» **Problem to solve**: Reproduce the data below word for word, starting at the line that contains "Target: fish pectoral fin" and ending at the last line of the data.
═════ Dataset
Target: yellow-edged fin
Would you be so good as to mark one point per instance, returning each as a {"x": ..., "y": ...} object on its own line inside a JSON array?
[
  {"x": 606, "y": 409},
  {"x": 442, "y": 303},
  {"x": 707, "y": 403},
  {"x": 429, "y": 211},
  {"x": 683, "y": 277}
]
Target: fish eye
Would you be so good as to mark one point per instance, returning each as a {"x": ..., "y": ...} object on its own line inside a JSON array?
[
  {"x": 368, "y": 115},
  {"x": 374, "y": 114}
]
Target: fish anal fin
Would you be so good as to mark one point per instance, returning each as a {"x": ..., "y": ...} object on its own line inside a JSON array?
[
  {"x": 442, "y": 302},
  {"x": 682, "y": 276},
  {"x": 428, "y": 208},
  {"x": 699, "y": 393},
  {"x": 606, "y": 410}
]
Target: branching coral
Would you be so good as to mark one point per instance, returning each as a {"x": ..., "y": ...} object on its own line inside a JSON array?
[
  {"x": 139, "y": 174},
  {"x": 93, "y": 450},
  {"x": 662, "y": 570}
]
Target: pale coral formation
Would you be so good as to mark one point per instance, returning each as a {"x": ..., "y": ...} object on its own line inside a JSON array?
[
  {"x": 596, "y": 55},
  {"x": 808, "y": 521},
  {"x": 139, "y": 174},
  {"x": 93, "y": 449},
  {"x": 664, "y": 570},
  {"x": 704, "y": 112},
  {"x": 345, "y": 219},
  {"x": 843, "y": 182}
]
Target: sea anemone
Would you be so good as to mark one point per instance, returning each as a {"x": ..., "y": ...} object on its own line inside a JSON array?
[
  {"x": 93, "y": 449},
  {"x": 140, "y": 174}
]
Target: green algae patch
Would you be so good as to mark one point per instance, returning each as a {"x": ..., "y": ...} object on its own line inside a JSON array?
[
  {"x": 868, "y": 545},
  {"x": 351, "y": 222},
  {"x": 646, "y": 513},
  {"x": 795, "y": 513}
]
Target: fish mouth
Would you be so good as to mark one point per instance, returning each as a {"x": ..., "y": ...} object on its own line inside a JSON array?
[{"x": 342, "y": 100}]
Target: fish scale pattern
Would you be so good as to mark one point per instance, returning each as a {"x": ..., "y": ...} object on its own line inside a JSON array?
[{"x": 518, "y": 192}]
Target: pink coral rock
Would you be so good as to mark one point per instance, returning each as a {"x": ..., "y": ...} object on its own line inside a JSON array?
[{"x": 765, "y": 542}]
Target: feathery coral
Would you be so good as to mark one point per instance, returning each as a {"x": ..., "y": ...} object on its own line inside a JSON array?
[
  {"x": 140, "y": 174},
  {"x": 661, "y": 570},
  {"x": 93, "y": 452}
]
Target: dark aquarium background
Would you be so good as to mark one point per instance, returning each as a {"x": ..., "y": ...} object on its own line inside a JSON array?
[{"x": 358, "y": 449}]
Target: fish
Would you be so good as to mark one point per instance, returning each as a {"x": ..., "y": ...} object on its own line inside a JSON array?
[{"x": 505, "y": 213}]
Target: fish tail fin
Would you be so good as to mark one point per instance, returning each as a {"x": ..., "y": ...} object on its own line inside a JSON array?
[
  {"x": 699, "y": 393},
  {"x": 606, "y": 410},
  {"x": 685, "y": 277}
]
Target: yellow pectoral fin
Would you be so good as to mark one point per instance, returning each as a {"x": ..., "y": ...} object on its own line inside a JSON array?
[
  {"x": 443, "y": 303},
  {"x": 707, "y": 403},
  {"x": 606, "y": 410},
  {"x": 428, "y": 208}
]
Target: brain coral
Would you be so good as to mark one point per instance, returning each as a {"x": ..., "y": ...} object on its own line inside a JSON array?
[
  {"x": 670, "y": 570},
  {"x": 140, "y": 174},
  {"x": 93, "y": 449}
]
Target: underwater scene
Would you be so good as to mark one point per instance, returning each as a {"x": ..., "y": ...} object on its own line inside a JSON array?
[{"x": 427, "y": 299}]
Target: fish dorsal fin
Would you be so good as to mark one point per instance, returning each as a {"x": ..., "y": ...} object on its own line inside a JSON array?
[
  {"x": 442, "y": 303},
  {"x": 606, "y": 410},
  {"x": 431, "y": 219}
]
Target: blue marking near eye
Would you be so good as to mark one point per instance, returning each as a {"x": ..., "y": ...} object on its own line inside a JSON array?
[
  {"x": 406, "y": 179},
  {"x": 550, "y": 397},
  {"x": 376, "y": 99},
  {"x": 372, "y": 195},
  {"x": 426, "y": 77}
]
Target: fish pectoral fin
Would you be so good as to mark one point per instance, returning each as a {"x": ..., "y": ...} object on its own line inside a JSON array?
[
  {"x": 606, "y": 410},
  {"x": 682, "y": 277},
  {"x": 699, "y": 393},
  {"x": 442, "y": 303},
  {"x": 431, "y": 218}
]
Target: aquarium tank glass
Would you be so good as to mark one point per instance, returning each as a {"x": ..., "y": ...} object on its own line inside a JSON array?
══════════
» **The response**:
Target: fish pectoral fin
Would you be so good as to mark one point per instance, returning each as a {"x": ..., "y": ...} object on its own line inside a JSON array?
[
  {"x": 606, "y": 410},
  {"x": 682, "y": 277},
  {"x": 699, "y": 393},
  {"x": 442, "y": 303},
  {"x": 431, "y": 218}
]
Target: aquarium tank glass
Would you be so good as to mark one point per instance, returning each as a {"x": ..., "y": ...} object on its own line inside a JSON array?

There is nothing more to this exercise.